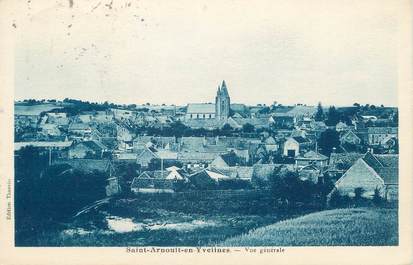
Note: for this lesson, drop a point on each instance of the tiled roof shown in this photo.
(382, 130)
(206, 108)
(199, 156)
(312, 155)
(300, 139)
(204, 123)
(94, 145)
(386, 166)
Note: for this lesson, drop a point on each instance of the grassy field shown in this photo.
(339, 227)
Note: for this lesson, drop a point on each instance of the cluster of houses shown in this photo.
(281, 136)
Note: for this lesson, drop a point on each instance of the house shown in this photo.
(293, 146)
(240, 110)
(152, 182)
(340, 163)
(283, 121)
(124, 134)
(60, 145)
(376, 135)
(82, 129)
(341, 126)
(270, 144)
(145, 156)
(195, 160)
(349, 137)
(200, 111)
(261, 174)
(50, 129)
(227, 160)
(370, 173)
(87, 165)
(87, 149)
(311, 173)
(311, 158)
(236, 172)
(207, 179)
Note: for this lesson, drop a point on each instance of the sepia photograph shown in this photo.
(183, 125)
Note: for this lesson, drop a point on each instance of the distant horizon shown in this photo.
(184, 105)
(179, 52)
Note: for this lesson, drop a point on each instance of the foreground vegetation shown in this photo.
(339, 227)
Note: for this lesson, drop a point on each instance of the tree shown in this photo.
(319, 116)
(333, 116)
(46, 196)
(328, 140)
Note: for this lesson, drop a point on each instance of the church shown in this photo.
(218, 111)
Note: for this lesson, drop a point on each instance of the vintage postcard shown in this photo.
(206, 132)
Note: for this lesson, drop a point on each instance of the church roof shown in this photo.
(202, 108)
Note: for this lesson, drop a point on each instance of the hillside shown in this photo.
(340, 227)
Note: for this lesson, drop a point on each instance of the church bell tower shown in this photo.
(222, 102)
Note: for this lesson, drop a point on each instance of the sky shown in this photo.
(337, 52)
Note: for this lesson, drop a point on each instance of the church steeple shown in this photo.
(222, 102)
(224, 89)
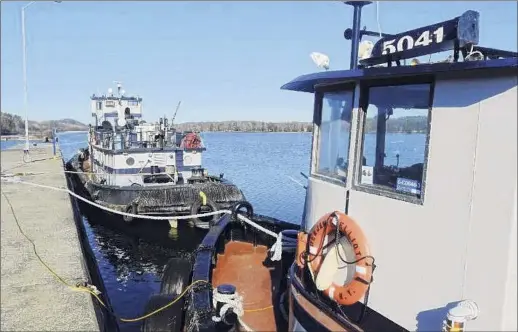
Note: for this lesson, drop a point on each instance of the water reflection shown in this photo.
(132, 257)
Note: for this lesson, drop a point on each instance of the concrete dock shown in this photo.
(32, 299)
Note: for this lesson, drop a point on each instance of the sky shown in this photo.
(223, 60)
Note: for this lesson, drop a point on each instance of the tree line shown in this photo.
(407, 124)
(246, 126)
(12, 124)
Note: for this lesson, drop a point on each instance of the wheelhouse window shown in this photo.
(334, 135)
(395, 138)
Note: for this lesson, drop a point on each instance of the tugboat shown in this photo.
(147, 169)
(430, 223)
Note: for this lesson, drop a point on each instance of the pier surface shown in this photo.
(32, 299)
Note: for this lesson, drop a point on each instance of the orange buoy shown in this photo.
(357, 286)
(302, 240)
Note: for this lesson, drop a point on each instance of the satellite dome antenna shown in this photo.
(356, 37)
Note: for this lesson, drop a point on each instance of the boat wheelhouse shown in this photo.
(141, 168)
(422, 159)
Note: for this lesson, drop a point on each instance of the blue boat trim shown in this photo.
(374, 321)
(307, 83)
(136, 170)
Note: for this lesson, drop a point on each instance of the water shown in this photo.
(4, 145)
(261, 164)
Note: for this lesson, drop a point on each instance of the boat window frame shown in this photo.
(361, 122)
(320, 91)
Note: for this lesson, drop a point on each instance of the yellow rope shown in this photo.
(88, 290)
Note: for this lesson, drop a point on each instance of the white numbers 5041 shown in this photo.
(407, 42)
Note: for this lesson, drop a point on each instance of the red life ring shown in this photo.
(352, 291)
(191, 141)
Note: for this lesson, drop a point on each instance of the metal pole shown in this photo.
(24, 64)
(355, 39)
(54, 141)
(356, 36)
(25, 106)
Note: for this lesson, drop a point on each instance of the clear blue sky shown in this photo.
(224, 60)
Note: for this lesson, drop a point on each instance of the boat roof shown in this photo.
(309, 82)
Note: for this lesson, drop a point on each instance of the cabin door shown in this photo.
(328, 182)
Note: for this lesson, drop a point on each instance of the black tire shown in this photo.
(198, 208)
(132, 208)
(167, 320)
(176, 276)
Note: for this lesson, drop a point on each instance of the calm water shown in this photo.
(263, 165)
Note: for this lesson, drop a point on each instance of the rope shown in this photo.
(141, 216)
(230, 301)
(91, 289)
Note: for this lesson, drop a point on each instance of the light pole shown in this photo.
(24, 59)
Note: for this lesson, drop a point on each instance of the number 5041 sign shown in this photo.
(427, 40)
(407, 42)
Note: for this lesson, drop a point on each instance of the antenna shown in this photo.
(119, 86)
(176, 111)
(355, 40)
(320, 59)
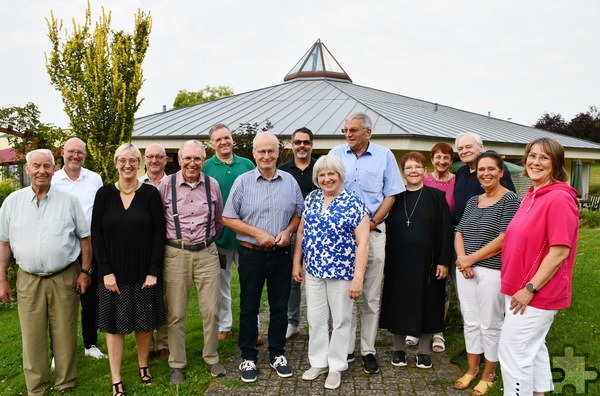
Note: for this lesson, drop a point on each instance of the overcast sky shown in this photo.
(516, 59)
•••••
**EXERCISE OBJECTIVE**. Copy out all of the lines above word for word, including every point, and leave the pictures out of your copy.

**ANSWER**.
Note: for this lesson, drop a point on each instance of the tiled roof shown in this photo.
(382, 130)
(206, 108)
(199, 156)
(312, 155)
(300, 139)
(204, 123)
(94, 145)
(386, 166)
Note: for this lesson, drop a point on each instance of the grassy field shown in this photo.
(339, 227)
Note: for this lesson, drop a point on each instance of the cluster of houses shown in this photo.
(281, 136)
Note: for this lesson, drop a point on each instance of the house shown in this photo.
(293, 146)
(240, 110)
(152, 182)
(340, 163)
(283, 121)
(124, 134)
(60, 145)
(376, 135)
(82, 129)
(341, 126)
(270, 144)
(145, 156)
(195, 160)
(349, 137)
(200, 111)
(261, 174)
(50, 129)
(227, 160)
(370, 173)
(87, 165)
(87, 149)
(311, 173)
(311, 158)
(236, 172)
(207, 179)
Note: for this lesson, drop a point on each instance of the sepia photograph shown in this photo.
(183, 125)
Note: for this lesson, drop a point on each instance of the distant horizon shown in this photo.
(184, 105)
(179, 52)
Note: for this lesson, drop a point on each instance of the foreground vegetation shown in this photo.
(339, 227)
Note: for this lesson, drop a point on each instance of the tree shown in this photo.
(319, 116)
(333, 116)
(46, 196)
(328, 140)
Note: for this lesson, drop a point on each instance of the church shown in this photo.
(218, 111)
Note: for this lesson, drop a point on each instance of the vintage postcard shown in this photo.
(206, 132)
Note: for this lesson, drop a point on each instance of the church roof shown in this photo.
(202, 108)
Note: for this lesson, drop a point on each instance of the hillside shown in this photo.
(340, 227)
Note: for this lesson, drop a point on each instance of the church bell tower shown in this photo.
(222, 102)
Note: for this lesson, drop a point on each instance of the sky shown in this photo.
(337, 52)
Note: for this lesson, drop a point on each instance of the church steeple shown in this photo.
(222, 102)
(224, 89)
Note: for this lesson, drop a point on each instance of the water reflection shown in this photo.
(132, 257)
Note: for this lesson, drop a point on each instance of the concrete dock shown in this photo.
(32, 299)
Note: for this lesson, drop a point on each instance of the sky shown in this photo.
(223, 60)
Note: for this lesson, drop a point on each instance of the tree line shown in this photo.
(407, 124)
(246, 126)
(12, 124)
Note: for this lesson, drop a point on each instance of the wheelhouse window shown in this photo.
(334, 135)
(395, 138)
Note: for this lesson, drop a point on each instance of the tugboat shown in this photo.
(147, 169)
(430, 223)
Note: for this lesson, drop a point on each instance of the pier surface shown in this photo.
(32, 299)
Note: for this lesson, drop a point on each instance of the orange buoy shown in this photo.
(357, 286)
(302, 240)
Note: for this lesson, drop a point on each instance of the satellite dome antenna shown in this photo.
(356, 37)
Note: for this lesson, drop a point on each instance of the boat wheelhouse shown in this photo.
(141, 168)
(422, 159)
Note: for this lesson, drop a point on each instance of the blue boat trim shown in this photo.
(374, 321)
(307, 83)
(136, 170)
Note: for this lesson, drop a point on each instance of the water shown in this photo.
(4, 145)
(261, 164)
Note: for this lesson, drop a point on each instance of the boat window frame shown in this photo.
(361, 122)
(320, 91)
Note: for this lesson, drop a point on each instance of the yellow rope shown in this photo.
(88, 290)
Note: for this lesson, drop a point on each instance of the white numbers 5041 shown in this photo.
(407, 42)
Note: for this lesson, drop a point on each instance of the red life ring shown in this photo.
(352, 291)
(191, 141)
Note: for this lesson, drop a point on each instance of the metal pole shown in this photo.
(24, 64)
(355, 39)
(54, 141)
(356, 36)
(25, 106)
Note: for this lesson, drop a point on each instance of the clear blue sky shown in this photo.
(224, 60)
Note: for this lesson, drop a point on each instance of the boat roof shown in this photo.
(309, 82)
Note: for this lesson, drop a point on each instance of the cabin door shown in this photo.
(328, 182)
Note: for this lesson, drop a point on each instance of the black tire shown in this photo.
(198, 208)
(132, 208)
(167, 320)
(176, 276)
Note: for this lesson, drop a point on each instance of the calm water shown in this photo.
(263, 165)
Note: for this lesson, drop a point on each instance of the rope shown in this photo.
(141, 216)
(230, 301)
(91, 289)
Note: for this lesson, drop a point on each instance of the light pole shown in this photo.
(24, 59)
Note: for this lesson, drop a point on each instance of the number 5041 sign shown in this photo.
(427, 40)
(407, 42)
Note: for this lesson, drop a point on each instance of the antenna shown in this photo.
(119, 86)
(176, 111)
(355, 40)
(320, 59)
Note: for this lesson, drop a point on each instance of the overcast sky shown in this photo.
(516, 59)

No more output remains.